Word for word, reproduce each line of the data below, omitting every image.

Image-grounded pointing data
# # # # #

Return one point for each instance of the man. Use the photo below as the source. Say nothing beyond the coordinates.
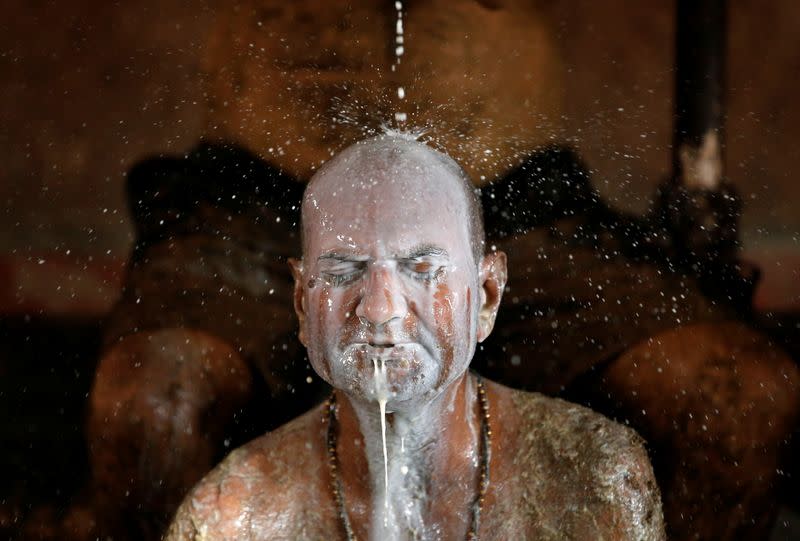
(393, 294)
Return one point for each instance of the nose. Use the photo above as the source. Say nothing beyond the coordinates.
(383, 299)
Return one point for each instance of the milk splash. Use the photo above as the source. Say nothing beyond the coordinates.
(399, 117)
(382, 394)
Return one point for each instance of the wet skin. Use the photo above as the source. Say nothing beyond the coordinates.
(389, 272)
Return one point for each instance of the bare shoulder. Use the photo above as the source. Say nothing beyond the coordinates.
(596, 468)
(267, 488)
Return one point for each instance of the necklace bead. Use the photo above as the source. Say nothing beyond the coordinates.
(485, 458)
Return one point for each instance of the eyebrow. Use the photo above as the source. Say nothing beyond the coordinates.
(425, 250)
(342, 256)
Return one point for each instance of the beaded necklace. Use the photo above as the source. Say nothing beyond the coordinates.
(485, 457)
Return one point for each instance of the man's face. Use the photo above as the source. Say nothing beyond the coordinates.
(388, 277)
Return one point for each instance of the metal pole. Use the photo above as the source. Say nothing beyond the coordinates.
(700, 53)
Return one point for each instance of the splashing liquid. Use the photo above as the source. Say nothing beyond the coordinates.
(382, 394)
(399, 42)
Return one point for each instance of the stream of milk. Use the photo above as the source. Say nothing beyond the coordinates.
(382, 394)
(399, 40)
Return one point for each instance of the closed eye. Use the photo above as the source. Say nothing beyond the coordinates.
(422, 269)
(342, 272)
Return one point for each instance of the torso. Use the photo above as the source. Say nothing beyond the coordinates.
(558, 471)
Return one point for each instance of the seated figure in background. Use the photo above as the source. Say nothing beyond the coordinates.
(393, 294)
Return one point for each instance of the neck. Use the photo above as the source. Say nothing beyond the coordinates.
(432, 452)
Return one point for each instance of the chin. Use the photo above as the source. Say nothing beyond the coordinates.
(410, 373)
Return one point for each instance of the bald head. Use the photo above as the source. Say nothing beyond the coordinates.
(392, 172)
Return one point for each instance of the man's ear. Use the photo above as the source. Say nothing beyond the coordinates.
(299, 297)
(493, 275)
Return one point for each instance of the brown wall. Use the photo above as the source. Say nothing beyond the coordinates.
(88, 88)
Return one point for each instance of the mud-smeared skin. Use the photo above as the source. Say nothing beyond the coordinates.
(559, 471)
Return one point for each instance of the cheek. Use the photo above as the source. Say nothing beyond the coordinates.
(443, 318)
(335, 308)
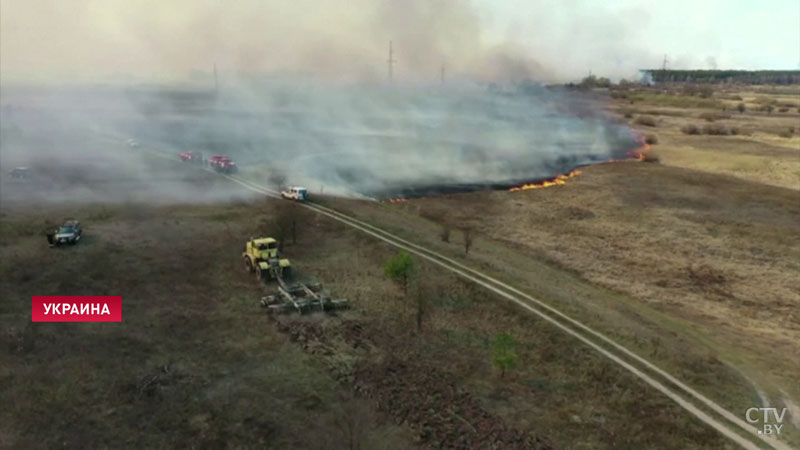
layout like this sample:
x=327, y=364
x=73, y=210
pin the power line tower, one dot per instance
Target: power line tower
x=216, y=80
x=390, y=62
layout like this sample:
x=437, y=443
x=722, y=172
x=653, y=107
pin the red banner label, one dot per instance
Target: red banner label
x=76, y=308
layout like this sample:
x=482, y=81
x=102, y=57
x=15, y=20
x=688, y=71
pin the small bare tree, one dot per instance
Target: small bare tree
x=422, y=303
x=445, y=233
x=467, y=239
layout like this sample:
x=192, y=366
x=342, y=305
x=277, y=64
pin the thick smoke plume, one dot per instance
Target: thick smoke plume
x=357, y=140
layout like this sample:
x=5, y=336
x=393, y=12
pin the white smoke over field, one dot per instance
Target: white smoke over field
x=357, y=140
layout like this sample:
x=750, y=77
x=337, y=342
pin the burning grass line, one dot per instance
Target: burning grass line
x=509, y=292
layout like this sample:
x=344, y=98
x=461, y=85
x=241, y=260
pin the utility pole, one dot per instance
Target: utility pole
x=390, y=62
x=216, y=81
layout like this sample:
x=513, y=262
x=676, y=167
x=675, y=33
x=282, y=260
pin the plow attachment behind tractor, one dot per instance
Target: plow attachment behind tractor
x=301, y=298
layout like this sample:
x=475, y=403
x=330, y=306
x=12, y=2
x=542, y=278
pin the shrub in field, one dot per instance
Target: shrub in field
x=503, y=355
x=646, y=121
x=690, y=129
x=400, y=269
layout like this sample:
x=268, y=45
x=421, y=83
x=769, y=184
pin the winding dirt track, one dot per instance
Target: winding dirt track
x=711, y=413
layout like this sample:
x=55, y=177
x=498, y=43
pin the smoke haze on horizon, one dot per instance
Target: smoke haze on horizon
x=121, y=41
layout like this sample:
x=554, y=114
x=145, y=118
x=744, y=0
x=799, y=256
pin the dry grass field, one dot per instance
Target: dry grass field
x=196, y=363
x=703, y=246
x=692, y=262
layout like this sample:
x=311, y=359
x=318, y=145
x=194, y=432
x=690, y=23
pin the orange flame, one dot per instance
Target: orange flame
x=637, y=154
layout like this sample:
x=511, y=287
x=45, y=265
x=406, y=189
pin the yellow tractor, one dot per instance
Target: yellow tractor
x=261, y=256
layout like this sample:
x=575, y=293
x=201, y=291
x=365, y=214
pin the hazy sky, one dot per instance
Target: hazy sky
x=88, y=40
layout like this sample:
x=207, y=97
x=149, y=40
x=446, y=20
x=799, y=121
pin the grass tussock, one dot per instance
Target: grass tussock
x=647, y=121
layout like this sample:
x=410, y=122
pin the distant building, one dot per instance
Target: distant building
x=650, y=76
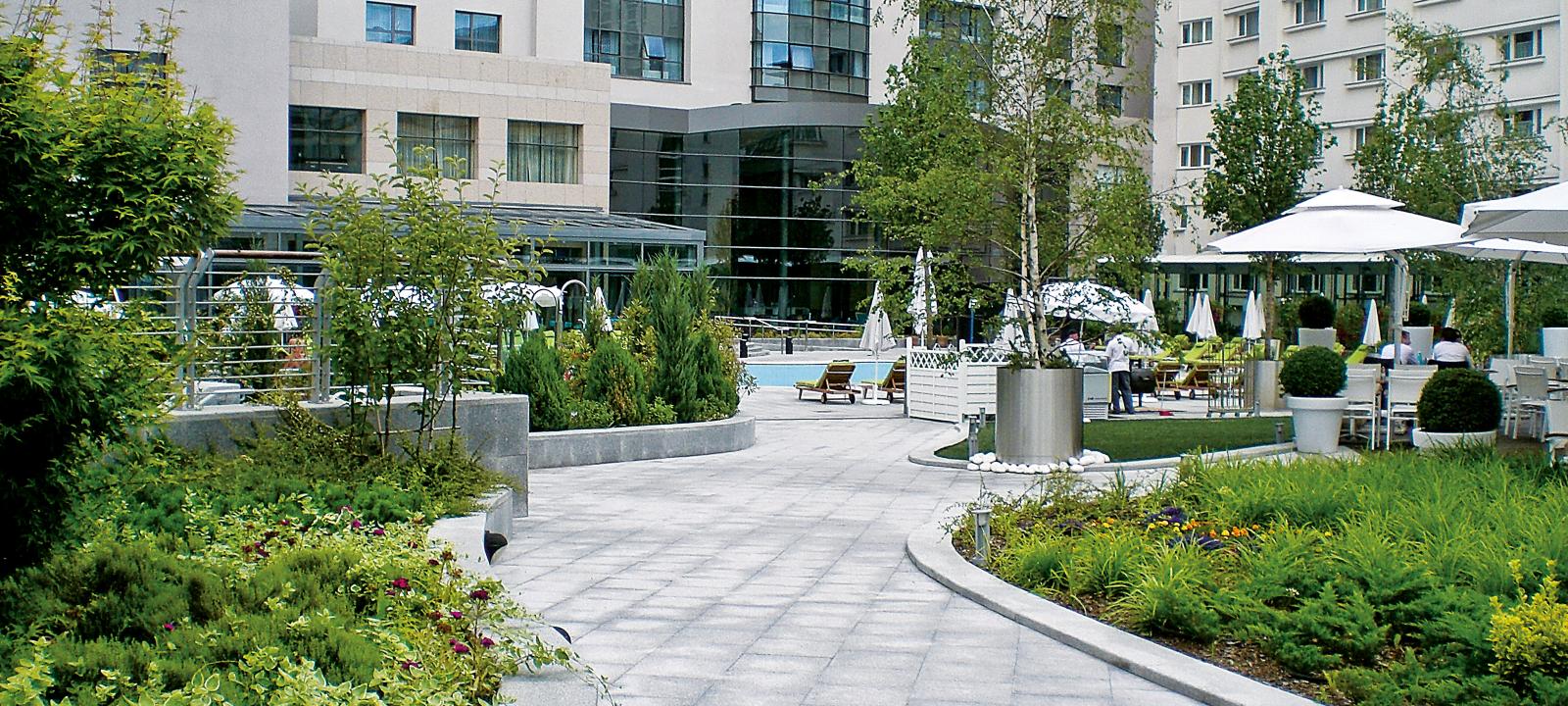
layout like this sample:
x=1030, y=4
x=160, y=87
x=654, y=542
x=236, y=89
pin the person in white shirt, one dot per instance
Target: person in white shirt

# # # # #

◆ **Response**:
Return one point for each instance of the man. Use the photo below as the source. Say nothing beyond the coordinates.
(393, 294)
Return one point for each instance of the nose. Use the photo above as the source. Say nothing beyond the coordinates.
(383, 299)
Return one point for each instance of the milk splash. Use the photo above as the source. Say nothing beyond the coordinates.
(399, 117)
(382, 394)
Return one point for each instance of the wet skin. Use the photo above as the source. Say nothing beyond the coordinates.
(389, 272)
Return one point for each instance of the bare shoulder. Use the photo above as the source. Say nothing beyond the coordinates.
(596, 468)
(267, 488)
Return one point for each instance of the necklace bead. Use the photo above as the source. Say nothing beyond the coordinates.
(485, 458)
Return one point for each instance of the eyebrow. Use the photo above as the source. Say nothing beyond the coordinates.
(425, 250)
(342, 256)
Return one point for each instance of the beaded necklace. Use the photo above as the source. Say nothing beyond the coordinates.
(485, 457)
Return one point for each instance of the man's face. Use the photo above as the source. Say nothing beyond the coordinates.
(388, 277)
Return one point for each instance of the metal pole. Use the photo above as the source. Say nothing beyond the coordinates.
(700, 53)
Return one point for each instance of the splashing liquid. Use the photo above as the source. Say nothing beyond the coordinates.
(382, 394)
(399, 42)
Return one point for each instance of the stream of milk. Use the photo above as the source. Say nothing beyond the coordinates.
(382, 394)
(399, 40)
Return one point for each instance of the closed eye. Use the photo above as the source. Say nothing beyond the coordinates.
(422, 269)
(342, 272)
Return one point for each instance of the torso. Use the photo above as the source. Say nothing beyond the coordinates.
(558, 471)
Return one point for each instance of the seated figure in background. Use the photo above as the source. Say nothing beyond the coordinates.
(393, 294)
Return one point for each instance of the neck. Use the photo above as the source. Say nothing beyond the coordinates.
(432, 452)
Return one point for each instance of the chin. Use the photo above as the source. Say nothing beyond the coordinates.
(410, 373)
Return one point for each instance of the bald head. Use the photo above as the source. Say nothing beyond the coordinates.
(392, 172)
Return one point for each instance of the man's ear. Use the photo above as the source. Say nothing beyond the coordinates.
(299, 297)
(493, 275)
Return one point for each instance of the brown wall. Use the photo above as the source. Say nothing beyond the coordinates.
(88, 88)
Return one point for each instance of the mud-smeared skin. Use the photo above as the source. Say nothing beyond the coordinates.
(559, 471)
Return one point for each instance of the cheek. Use the photo above as the source. Say nothing beyond the coordinates.
(443, 318)
(335, 308)
layout like this sample:
x=327, y=364
x=73, y=210
pin the power line tower, one dot per instance
Target: power line tower
x=216, y=80
x=390, y=62
layout like this sample:
x=437, y=443
x=722, y=172
x=653, y=107
pin the red banner label, one dot per instance
Target: red banner label
x=76, y=308
layout like this sample:
x=482, y=81
x=102, y=57
x=15, y=20
x=688, y=71
pin the small bare tree, one dot per instance
Target: small bare tree
x=422, y=303
x=445, y=233
x=467, y=239
layout like this sample:
x=192, y=366
x=342, y=305
x=277, y=64
pin the thick smoke plume, one dot per instance
Target: thick smoke plume
x=357, y=140
layout like this sample:
x=5, y=336
x=393, y=12
pin the white smoke over field, one dot per instance
Target: white smoke over field
x=357, y=140
layout like this sample:
x=750, y=77
x=337, y=342
pin the burning grass line, one dot per instance
Target: burning grass line
x=509, y=292
layout like this sample:
x=344, y=98
x=461, y=85
x=241, y=260
pin the utility pole, one dot per instance
Target: utility pole
x=390, y=62
x=216, y=81
layout like this sample:
x=513, y=262
x=676, y=167
x=675, y=33
x=282, y=260
pin the plow attachment behind tractor, one dot per instance
Target: plow attachment behind tractor
x=301, y=298
layout like this sample:
x=475, y=403
x=330, y=306
x=12, y=2
x=542, y=278
pin the shrub in field, one dot per instance
Target: shrub in field
x=503, y=355
x=646, y=121
x=690, y=129
x=400, y=269
layout like this sample:
x=268, y=45
x=421, y=83
x=769, y=184
pin the winding dirt track, one dot per instance
Target: winding dirt track
x=711, y=413
layout like this sample:
x=55, y=177
x=498, y=43
pin the smoke haze on horizon, one dot per instance
Target: smoke haze on horizon
x=121, y=41
layout like this sample:
x=554, y=114
x=145, y=118
x=744, y=0
x=799, y=256
pin the dry grass field, one dot per instance
Target: dry grass field
x=196, y=363
x=703, y=246
x=692, y=262
layout like this sample:
x=311, y=359
x=318, y=145
x=194, y=432
x=690, y=23
pin the orange flame, one dot per instance
Target: orange flame
x=637, y=154
layout like this sample:
x=511, y=287
x=45, y=265
x=406, y=189
pin the yellow tractor, one dot per instance
Target: yellow tractor
x=261, y=256
layout like this sample:
x=575, y=293
x=201, y=291
x=365, y=214
pin the hazy sky, one dot per instance
Target: hazy sky
x=88, y=40
layout like this sample:
x=207, y=97
x=149, y=40
x=446, y=20
x=799, y=121
pin the grass tussock, one dot per instance
Target: grass tussock
x=647, y=121
layout like this sample:
x=410, y=122
pin the distant building, one dot per instance
Target: distant building
x=650, y=76
layout like this sample:
x=1030, y=4
x=160, y=87
x=654, y=542
x=236, y=89
pin the person in white shirt, one dot per instance
Target: person in white shirt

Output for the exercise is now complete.